-- Document extract --
§

ARLINGTON -- Josh Hamilton is officially on Twitter.

Hamilton said he and his wife, Katie, have set up their own Twitter account and want everybody to know about it because they have grown weary of imposter accounts. Although Twitter attempts to verify and confirm all accounts of famous people, Hamilton said there were still plenty who were trying to pass themselves off as him.

Hamilton's account is called TheJoshHamilton.

"I'm sick of people passing themselves off as me," Hamilton said. "That's not fair for fans to think it's me."

Hamilton said both he and his wife will try to use the account as much as possible.

"She gets into it more than me," Hamilton said. "I'll definitely give some quotes and answer some questions."

Among other Rangers who use Twitter are Derek Holland, Mike Napoli, Brandon Snyder, Elvis Andrus and Neftali Feliz. Others have an account but aren't active.

Rangers give Andrus, Cruz a break vs. KC

ARLINGTON -- For the second straight day, two of the Rangers' biggest bats are missing in the starting lineup.

Elvis Andrus and Nelson Cruz got a day off as the Rangers faced the Royals on Tuesday night. Cruz, who has started all 36 games this season in right field, was one of 12 players in the Major Leagues who had played every inning in the field this year. Before Tuesday, Andrus missed just one game, a 5-3 win over the Mariners on April 12.

"We need them for the rest of the year, not just in May," said manager Ron Washington. "Nelson played every game. He needed one. Elvis has been grinding just like him. He needed a day. We've won with both of them in the lineup and we've lost with them not in the lineup. They need a day. Today is theirs."

Alberto Gonzalez filled in for Andrus at shortstop and batted eighth, where he batted Monday night when he was at second base filling in for Ian Kinsler.

"It's a long season," Andrus said. "I wasn't too happy about it, but I understand it."

In his last eight games, Nelson Cruz was batting .469 with two home runs and eight RBIs, while Andrus was batting .426 with 10 runs scored in May.

"I still have a potent lineup," Washington said. "Even with Cruz and Andrus out ... we've got enough."

Washington said he would like to get both Michael Young and Josh Hamilton a day off at some point during the Rangers' two-game series with the Athletics on Wednesday and Thursday.

Rangers pitchers prepare for Interleague Play

ARLINGTON -- Rangers pitchers took batting and bunting practice Tuesday in preparation for Interleague Play, which begins on Friday against the Astros. The main focus was on bunting.

"All I'm worried about is getting the bunts down," said Derek Holland, who pitches on Saturday. "That way I can get the guys around to score runs for me. I feel really good bunting. We'll see how it goes."

Since Interleague Play began in 1997, Rangers pitchers have batted .139, the fifth-highest average for an American League team. Their 12 extra-base hits, which includes nine doubles, two triples, and a home run, are the most.

"If there's a man on, I'm bunting them unless he's on third," Washington said. "I don't like them to swing. But they're going to have to do it if the situation calls for them to swing. They have to do it."

§

-- Data supplied --
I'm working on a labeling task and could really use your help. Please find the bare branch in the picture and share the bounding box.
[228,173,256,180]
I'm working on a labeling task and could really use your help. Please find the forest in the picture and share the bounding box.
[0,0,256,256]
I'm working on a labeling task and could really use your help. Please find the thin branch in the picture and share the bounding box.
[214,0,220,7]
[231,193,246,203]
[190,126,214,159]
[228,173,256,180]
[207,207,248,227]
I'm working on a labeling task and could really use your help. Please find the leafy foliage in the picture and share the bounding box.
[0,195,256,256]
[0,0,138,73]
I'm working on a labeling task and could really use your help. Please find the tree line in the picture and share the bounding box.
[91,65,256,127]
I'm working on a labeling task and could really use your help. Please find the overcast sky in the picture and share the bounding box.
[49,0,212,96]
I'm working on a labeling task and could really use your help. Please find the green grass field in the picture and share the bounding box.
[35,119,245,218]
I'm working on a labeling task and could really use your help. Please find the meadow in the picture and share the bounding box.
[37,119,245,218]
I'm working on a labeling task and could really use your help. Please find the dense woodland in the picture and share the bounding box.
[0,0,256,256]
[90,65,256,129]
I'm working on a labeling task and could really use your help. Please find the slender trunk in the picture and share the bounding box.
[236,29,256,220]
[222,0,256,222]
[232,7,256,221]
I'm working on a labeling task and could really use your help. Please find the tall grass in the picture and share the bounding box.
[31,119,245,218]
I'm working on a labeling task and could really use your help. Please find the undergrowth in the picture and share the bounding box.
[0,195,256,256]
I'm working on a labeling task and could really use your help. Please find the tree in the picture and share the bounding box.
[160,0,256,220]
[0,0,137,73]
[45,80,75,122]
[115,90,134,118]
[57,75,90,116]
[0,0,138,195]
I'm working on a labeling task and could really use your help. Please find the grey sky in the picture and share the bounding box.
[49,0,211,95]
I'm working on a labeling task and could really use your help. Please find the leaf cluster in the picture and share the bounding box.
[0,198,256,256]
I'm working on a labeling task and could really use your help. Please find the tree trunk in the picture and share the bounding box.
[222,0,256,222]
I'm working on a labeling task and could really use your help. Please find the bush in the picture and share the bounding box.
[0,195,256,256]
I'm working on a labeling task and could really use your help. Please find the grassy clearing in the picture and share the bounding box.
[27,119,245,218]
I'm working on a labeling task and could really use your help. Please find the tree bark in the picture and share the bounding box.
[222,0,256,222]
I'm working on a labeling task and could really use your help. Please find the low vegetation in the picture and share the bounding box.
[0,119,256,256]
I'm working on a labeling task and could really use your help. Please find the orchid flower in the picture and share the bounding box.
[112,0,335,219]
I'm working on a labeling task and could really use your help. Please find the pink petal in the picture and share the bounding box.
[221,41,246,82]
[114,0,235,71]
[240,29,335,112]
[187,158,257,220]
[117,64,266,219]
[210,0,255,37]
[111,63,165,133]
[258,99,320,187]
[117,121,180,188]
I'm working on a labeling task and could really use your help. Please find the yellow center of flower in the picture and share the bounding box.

§

-- Set task 1 --
Please return the passage of the Rangers article starting at "ARLINGTON -- Rangers" and ending at "are the most.".
-- Set task 2 --
In the Rangers article, what is Josh Hamilton's Twitter account called?
The entries come from a separate source.

-- Exercise result 1 --
ARLINGTON -- Rangers pitchers took batting and bunting practice Tuesday in preparation for Interleague Play, which begins on Friday against the Astros. The main focus was on bunting.

"All I'm worried about is getting the bunts down," said Derek Holland, who pitches on Saturday. "That way I can get the guys around to score runs for me. I feel really good bunting. We'll see how it goes."

Since Interleague Play began in 1997, Rangers pitchers have batted .139, the fifth-highest average for an American League team. Their 12 extra-base hits, which includes nine doubles, two triples, and a home run, are the most.

-- Exercise result 2 --
TheJoshHamilton